(Lines of data)
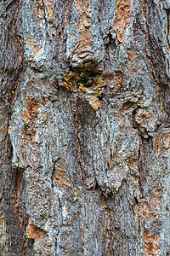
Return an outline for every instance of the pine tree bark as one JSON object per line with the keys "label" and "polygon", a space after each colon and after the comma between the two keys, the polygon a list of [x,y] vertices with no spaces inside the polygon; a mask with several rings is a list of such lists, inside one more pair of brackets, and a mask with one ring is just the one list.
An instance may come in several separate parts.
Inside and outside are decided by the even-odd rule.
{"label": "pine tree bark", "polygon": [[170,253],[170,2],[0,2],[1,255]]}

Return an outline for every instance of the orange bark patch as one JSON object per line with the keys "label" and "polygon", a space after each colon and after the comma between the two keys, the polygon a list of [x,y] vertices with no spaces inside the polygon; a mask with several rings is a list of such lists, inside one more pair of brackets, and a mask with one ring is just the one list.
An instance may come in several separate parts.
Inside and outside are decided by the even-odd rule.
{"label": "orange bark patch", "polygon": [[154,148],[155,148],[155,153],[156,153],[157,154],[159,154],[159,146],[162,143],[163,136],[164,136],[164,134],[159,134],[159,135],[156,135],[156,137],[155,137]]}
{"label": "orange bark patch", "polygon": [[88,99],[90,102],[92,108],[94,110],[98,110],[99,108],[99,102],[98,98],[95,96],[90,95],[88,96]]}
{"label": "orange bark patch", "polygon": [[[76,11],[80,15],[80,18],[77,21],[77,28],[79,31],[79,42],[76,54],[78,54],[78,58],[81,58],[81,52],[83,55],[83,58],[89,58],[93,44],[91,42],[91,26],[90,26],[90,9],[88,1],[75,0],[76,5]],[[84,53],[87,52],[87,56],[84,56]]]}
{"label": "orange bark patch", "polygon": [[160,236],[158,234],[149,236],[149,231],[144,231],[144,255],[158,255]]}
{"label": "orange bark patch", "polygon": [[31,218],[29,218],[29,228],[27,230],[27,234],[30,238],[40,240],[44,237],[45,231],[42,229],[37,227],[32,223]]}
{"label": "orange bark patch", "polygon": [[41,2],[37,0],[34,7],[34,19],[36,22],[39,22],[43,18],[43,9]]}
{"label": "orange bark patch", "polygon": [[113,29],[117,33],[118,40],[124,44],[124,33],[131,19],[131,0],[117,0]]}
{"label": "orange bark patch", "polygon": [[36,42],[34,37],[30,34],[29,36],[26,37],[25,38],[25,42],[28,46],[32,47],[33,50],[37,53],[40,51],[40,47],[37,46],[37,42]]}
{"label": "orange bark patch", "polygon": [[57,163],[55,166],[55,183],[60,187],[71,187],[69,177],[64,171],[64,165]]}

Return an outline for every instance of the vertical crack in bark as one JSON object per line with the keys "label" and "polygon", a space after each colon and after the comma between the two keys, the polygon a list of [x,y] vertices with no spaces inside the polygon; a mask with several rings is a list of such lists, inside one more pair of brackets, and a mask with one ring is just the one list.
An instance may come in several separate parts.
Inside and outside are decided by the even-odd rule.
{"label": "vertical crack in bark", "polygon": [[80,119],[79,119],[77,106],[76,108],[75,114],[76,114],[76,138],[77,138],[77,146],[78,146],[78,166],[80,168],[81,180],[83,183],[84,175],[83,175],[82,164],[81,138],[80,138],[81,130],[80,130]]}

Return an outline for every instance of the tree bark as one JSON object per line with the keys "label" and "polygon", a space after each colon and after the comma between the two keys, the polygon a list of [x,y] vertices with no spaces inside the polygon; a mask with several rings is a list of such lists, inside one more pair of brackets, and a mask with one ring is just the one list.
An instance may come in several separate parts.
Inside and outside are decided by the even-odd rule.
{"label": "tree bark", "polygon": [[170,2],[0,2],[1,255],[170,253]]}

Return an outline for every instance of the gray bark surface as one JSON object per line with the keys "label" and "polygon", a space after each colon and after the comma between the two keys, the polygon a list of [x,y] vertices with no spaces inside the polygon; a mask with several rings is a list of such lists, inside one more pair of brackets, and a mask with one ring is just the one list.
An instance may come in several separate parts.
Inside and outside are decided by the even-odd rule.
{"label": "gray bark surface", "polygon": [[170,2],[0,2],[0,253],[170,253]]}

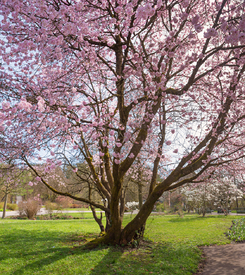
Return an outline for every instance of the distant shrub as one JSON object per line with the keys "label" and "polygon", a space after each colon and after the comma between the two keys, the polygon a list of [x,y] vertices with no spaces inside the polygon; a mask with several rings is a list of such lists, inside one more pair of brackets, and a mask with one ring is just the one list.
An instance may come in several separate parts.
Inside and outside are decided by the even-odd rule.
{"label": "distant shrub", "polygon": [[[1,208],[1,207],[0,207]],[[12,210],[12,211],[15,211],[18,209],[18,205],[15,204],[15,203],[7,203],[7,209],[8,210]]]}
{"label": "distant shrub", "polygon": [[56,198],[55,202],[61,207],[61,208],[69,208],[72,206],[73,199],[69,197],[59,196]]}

• REQUEST: Reproduce the whole listing above word for word, leaving out the pictures.

• ANSWER TO THIS PROBLEM:
Return an outline for every instance of the pine tree bark as one JSON object per line with the keys "label" and "polygon", a space after each colon and after the comma between the two keys, the polygon a list of [x,y] vertices with no spaces inside the polygon; a mask with several rings is a list of such lists, inside one more pair of brackets, and a mask with one ring is just the one list.
An instance may come in several separate parts.
Inside and outside are decided by the even-odd rule.
{"label": "pine tree bark", "polygon": [[170,253],[170,2],[0,2],[1,255]]}

Return an outline for every instance of the orange bark patch as one JSON object per line with the keys "label" and "polygon", a space after each colon and after the comma between the two keys, the polygon a list of [x,y] vertices with no spaces inside the polygon; a mask with several rings is a list of such lists, inside one more pair of brackets, and a mask with one ring is just the one list.
An instance may come in several separate parts.
Inside and outside are decided by the even-odd rule.
{"label": "orange bark patch", "polygon": [[154,148],[155,148],[155,153],[156,153],[157,154],[159,154],[159,146],[162,143],[163,136],[164,136],[164,134],[159,134],[159,135],[156,135],[156,137],[155,137]]}
{"label": "orange bark patch", "polygon": [[88,99],[90,102],[92,108],[94,110],[98,110],[99,108],[99,102],[98,98],[95,96],[90,95],[88,96]]}
{"label": "orange bark patch", "polygon": [[[76,11],[80,15],[80,18],[77,21],[77,28],[79,31],[79,42],[76,54],[78,54],[78,58],[81,58],[81,52],[83,55],[83,58],[89,58],[93,44],[91,42],[91,26],[90,26],[90,9],[88,1],[75,0],[76,5]],[[84,53],[87,52],[87,56],[84,56]]]}
{"label": "orange bark patch", "polygon": [[160,236],[158,234],[149,236],[149,231],[144,231],[144,255],[158,255]]}
{"label": "orange bark patch", "polygon": [[31,218],[29,218],[29,228],[27,230],[27,234],[30,238],[40,240],[44,237],[45,231],[42,229],[37,227],[32,223]]}
{"label": "orange bark patch", "polygon": [[41,2],[37,0],[34,7],[34,19],[36,22],[39,22],[43,18],[43,9]]}
{"label": "orange bark patch", "polygon": [[113,29],[117,33],[118,40],[124,44],[124,33],[131,19],[131,0],[117,0]]}
{"label": "orange bark patch", "polygon": [[36,42],[34,37],[30,34],[29,36],[26,37],[25,38],[25,42],[28,46],[32,47],[33,50],[37,53],[40,51],[40,47],[37,46],[37,42]]}
{"label": "orange bark patch", "polygon": [[57,163],[55,166],[55,183],[60,187],[71,187],[69,177],[64,171],[64,165]]}

Return an outline for every instance of the vertical crack in bark as one JSON object per line with the keys "label" and "polygon", a space after each colon and after the comma between the two keys, the polygon a list of [x,y] vertices with no spaces inside the polygon; a mask with several rings is a list of such lists, inside one more pair of brackets, and a mask with one ring is just the one list.
An instance may come in several separate parts.
Inside and outside are decided by the even-odd rule.
{"label": "vertical crack in bark", "polygon": [[80,119],[79,119],[77,106],[76,108],[75,114],[76,114],[76,138],[77,138],[77,146],[78,146],[78,166],[80,168],[81,180],[83,183],[84,175],[83,175],[82,164],[81,138],[80,138],[81,130],[80,130]]}

Return an outline for every instance of the tree bark as one JSON object per line with the keys "label" and "polygon", a space after each colon and after the comma between the two keys, the polygon a list of [x,y] vertices with no spaces inside the polygon; a mask with several rings is a list of such lists, inside one more pair of brackets, and a mask with one ring is just the one list.
An instance may come in several separate parts.
Inside and outside are decided by the even-odd rule.
{"label": "tree bark", "polygon": [[170,2],[0,2],[1,255],[170,253]]}

Return an outline for every instance of the gray bark surface as one JSON object per line with the keys "label" and "polygon", a space after each colon and after the comma between the two keys, the polygon a list of [x,y] vertices with no spaces inside the polygon; a mask with several rings is a list of such lists, inside one more pair of brackets, and a mask with one ring is just the one list.
An instance may come in several separate parts.
Inside and outside are decided by the even-odd rule.
{"label": "gray bark surface", "polygon": [[170,2],[0,2],[0,253],[170,253]]}

Return an outline for every instance of the distant shrub as one JSON object per line with the keys "label" and "polygon", a space after each colon and after the comma between the two keys, the polygon a list of [x,y] vertices with no spaces inside the polygon; a mask with several rings is a list of such lists, inside one more pair of brackets, and a mask with one ring is just the one list.
An instance may come in several separate parts.
Inside and outside are decided by the even-odd rule.
{"label": "distant shrub", "polygon": [[[1,208],[1,207],[0,207]],[[12,210],[12,211],[15,211],[18,209],[18,205],[15,204],[15,203],[7,203],[7,209],[8,210]]]}
{"label": "distant shrub", "polygon": [[56,198],[55,202],[61,207],[61,208],[69,208],[72,206],[73,199],[69,197],[59,196]]}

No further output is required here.